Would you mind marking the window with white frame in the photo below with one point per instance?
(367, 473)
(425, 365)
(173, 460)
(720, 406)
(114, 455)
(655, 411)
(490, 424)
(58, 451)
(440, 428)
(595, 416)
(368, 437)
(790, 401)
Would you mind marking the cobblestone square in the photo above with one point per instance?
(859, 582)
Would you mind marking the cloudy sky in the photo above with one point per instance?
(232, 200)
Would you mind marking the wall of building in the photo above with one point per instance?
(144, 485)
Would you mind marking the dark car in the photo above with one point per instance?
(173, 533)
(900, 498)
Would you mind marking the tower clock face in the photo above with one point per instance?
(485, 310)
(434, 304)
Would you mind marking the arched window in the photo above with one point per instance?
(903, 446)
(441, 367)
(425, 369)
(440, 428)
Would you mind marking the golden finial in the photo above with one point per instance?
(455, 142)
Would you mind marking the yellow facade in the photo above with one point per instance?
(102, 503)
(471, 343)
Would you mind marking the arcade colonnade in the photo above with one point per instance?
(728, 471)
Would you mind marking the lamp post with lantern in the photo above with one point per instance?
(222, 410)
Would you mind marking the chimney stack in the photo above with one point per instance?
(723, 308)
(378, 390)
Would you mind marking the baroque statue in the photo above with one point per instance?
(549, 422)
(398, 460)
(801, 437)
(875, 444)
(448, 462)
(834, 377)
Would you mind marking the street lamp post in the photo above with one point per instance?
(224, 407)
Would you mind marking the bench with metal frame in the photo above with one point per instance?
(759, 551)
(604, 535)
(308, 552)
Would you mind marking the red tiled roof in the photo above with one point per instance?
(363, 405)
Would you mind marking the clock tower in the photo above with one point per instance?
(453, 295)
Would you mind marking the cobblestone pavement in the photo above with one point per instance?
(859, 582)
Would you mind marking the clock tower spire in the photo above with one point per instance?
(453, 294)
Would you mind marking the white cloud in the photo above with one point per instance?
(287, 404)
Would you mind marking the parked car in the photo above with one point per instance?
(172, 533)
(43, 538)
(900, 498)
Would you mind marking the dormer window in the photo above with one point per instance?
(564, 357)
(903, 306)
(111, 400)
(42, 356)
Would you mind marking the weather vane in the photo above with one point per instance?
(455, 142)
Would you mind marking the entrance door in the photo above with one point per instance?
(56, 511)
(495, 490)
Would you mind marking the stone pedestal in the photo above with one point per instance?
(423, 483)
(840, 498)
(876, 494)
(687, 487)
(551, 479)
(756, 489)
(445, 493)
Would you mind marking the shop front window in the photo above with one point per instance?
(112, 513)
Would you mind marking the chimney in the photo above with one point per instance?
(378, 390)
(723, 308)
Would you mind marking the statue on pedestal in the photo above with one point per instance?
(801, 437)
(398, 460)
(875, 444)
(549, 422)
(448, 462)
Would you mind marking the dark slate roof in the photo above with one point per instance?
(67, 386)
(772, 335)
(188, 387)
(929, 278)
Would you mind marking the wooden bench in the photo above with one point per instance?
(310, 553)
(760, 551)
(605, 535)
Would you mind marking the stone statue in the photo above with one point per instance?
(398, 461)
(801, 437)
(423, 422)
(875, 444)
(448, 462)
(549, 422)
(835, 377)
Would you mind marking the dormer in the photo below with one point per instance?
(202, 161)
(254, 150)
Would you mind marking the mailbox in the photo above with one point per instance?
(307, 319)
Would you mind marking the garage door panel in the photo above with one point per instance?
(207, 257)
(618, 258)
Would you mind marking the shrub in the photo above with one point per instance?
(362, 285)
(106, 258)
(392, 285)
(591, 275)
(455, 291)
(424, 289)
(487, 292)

•••••

Lay out the rows from the one containing "Would you mind marking the stone pedestal" through the last row, inclusive, as a two-column CSV with the header instruction,points and one line per row. Put each row's text and its answer each in a single quoted field, turning line breaks into spaces.

instruction,points
"Would you mind marking the stone pedestal in the photo above with one point per instance?","(423, 483) (840, 498) (876, 494) (687, 487) (551, 479) (756, 489) (445, 493)"
"Would you mind marking the shop front window in the photo above with one point per instance?","(112, 513)"
"Would you mind marking the chimney in the photo above with one point per instance?","(378, 390) (723, 308)"
"Would you mind marking the statue on pedestal in the photo above with one point per instance?","(801, 437) (398, 460) (875, 444) (549, 422) (448, 462)"
"Would you mind marking the dark slate roof in the photo above with one point per instance?","(67, 386) (772, 335) (188, 387) (929, 278)"
"Would you mind marking the wooden bench in the photo above with one point per instance?","(310, 553) (760, 551) (605, 535)"
"Would you mind marking the stone statue in the photo above with one point per instance?","(398, 461) (801, 437) (423, 422) (875, 444) (448, 462) (549, 422) (835, 377)"
"Would you mind marking the dormer in the photo below with one point per instance?","(202, 161) (254, 150)"
"Would you mind marking the mailbox in the photo above with one point per instance?","(307, 319)"
"Would you mind marking the garage door panel in the photo above with one point per instance?","(207, 257) (618, 258)"
"Would you mind marking the shrub in the photo above with one point per instance?","(362, 285) (106, 258) (392, 285) (591, 275) (455, 291) (424, 289) (487, 292)"